* [Task objective]
Can you copy the data below word for word, every line, leaving the pictures out?
+ + +
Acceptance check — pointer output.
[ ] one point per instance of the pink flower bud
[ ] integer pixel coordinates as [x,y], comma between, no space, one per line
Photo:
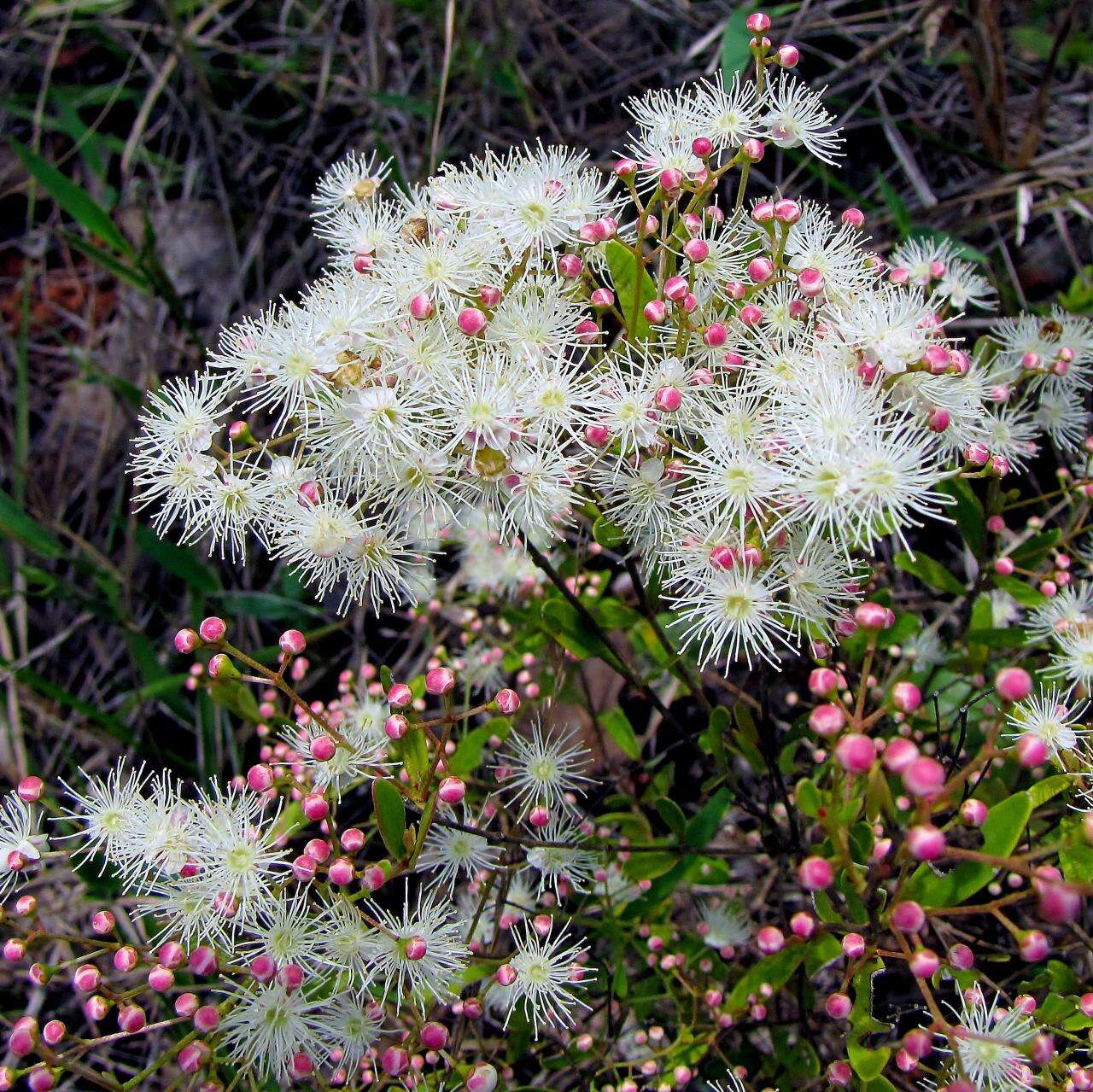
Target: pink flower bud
+ + +
* [Task solution]
Acceptance check — pointer output.
[ ] one point per instance of the pink flower bud
[ ] integer pixel coordinates as [x,y], comma between, no space, one per line
Photo:
Target: pink flower bud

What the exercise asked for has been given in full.